作業内容: 下の行をすべて一字一句そのまま写すこと。ただし、画像は答えに含めない。

=== 与えられた行 ===

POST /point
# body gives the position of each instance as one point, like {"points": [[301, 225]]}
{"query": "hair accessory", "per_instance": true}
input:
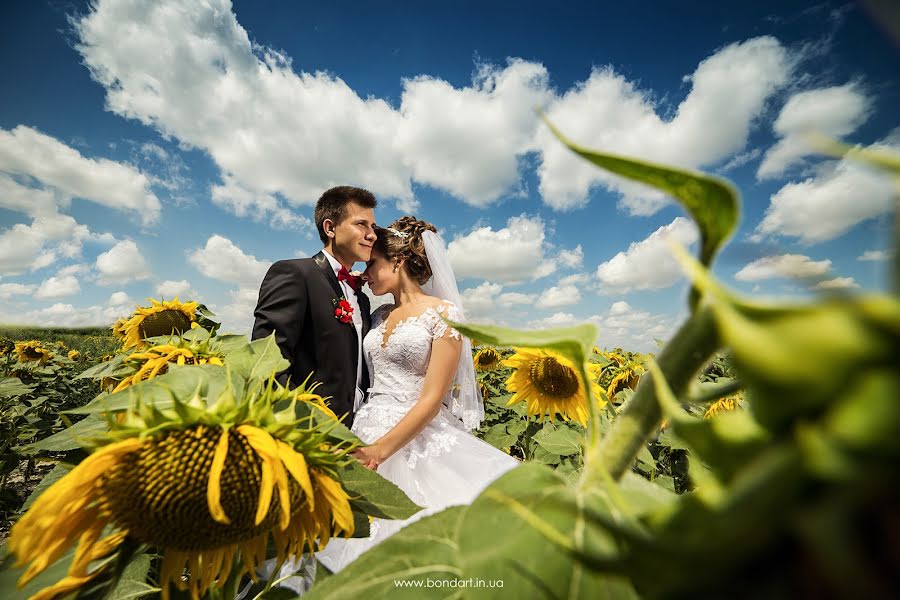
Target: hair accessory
{"points": [[402, 234]]}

===

解答:
POST /point
# body gives the position of each instance as one point, like {"points": [[301, 225]]}
{"query": "hair accessory", "per_instance": true}
input:
Target: hair accessory
{"points": [[402, 234]]}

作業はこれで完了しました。